■ Exercise
Scale part of the material below: copy it out from the line with "foliage in the image above." through the end of the material, both ends included and requests kept. Multiply every point coordinate in the answers by 2.15 and round each to a whole number, halves going up. Leave out the pictures.
---------- Rows ----------
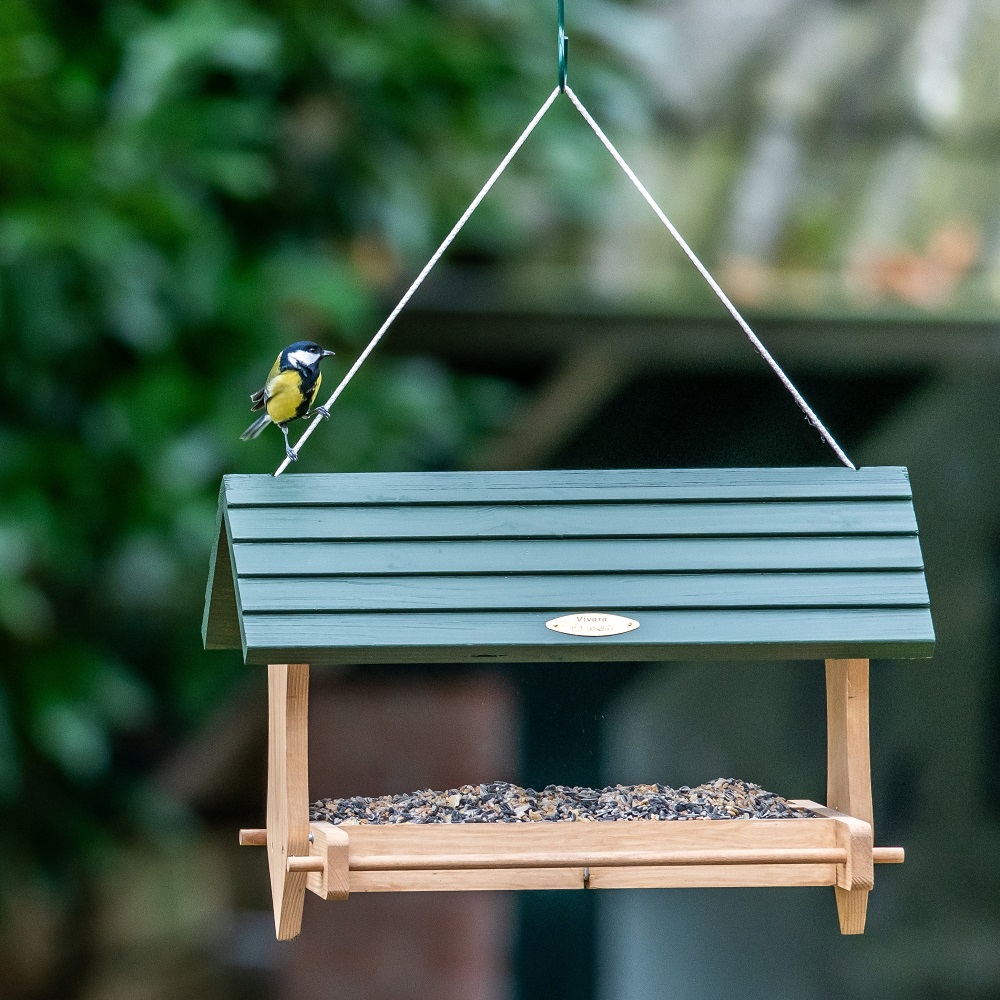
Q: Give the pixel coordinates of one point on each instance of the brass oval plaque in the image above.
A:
(592, 623)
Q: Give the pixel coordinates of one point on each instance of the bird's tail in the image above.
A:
(255, 428)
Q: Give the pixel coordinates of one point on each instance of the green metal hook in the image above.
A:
(563, 42)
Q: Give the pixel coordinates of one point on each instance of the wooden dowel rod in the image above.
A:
(888, 855)
(305, 865)
(597, 859)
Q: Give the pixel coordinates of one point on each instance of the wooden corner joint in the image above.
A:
(327, 863)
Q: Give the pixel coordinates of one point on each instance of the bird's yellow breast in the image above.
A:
(285, 398)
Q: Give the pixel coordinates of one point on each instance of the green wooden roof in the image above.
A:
(467, 566)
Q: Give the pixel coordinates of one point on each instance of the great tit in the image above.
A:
(289, 390)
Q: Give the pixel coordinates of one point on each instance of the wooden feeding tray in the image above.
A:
(720, 564)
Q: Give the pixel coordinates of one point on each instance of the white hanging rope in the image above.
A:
(423, 274)
(713, 284)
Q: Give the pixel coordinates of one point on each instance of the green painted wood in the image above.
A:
(522, 636)
(610, 592)
(464, 566)
(586, 555)
(220, 627)
(863, 517)
(580, 486)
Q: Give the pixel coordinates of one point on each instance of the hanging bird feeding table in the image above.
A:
(570, 566)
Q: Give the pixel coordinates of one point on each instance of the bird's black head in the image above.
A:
(303, 354)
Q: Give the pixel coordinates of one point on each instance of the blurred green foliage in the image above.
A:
(186, 187)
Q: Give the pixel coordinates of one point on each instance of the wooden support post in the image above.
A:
(848, 780)
(287, 791)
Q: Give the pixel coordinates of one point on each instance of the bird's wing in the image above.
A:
(284, 396)
(261, 396)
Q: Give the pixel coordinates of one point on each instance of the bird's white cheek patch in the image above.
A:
(304, 359)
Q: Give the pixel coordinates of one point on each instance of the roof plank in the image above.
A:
(578, 485)
(595, 555)
(638, 520)
(546, 595)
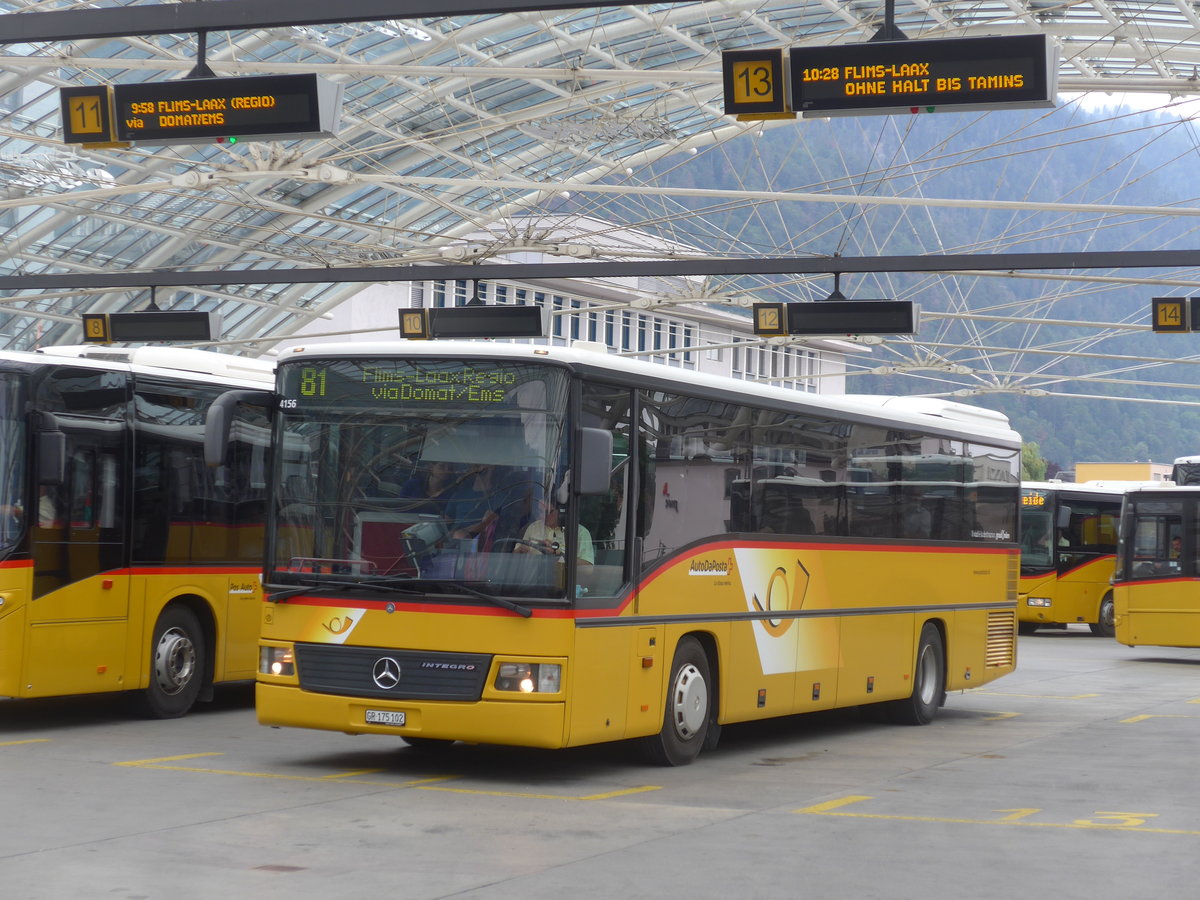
----------
■ Task solution
Q: Give the pixel coordinates of one point on each instance of the blurred green foliage in the image above.
A:
(400, 402)
Q: Give the pixel coordinates of one point on each instance of the wooden support post in the image above.
A:
(1823, 1677)
(617, 1701)
Q: Give the pixel coordinates of one point on each instance of the bird's wing in the image above.
A:
(611, 851)
(561, 851)
Q: Give the pixel coordinates of one point on each instance of the bird's white cheek patch in the image above.
A:
(654, 772)
Q: Give the pixel coordinates of one point on each instance of the roof plank in the image above.
A:
(1243, 1043)
(1279, 1193)
(1372, 1118)
(1174, 1279)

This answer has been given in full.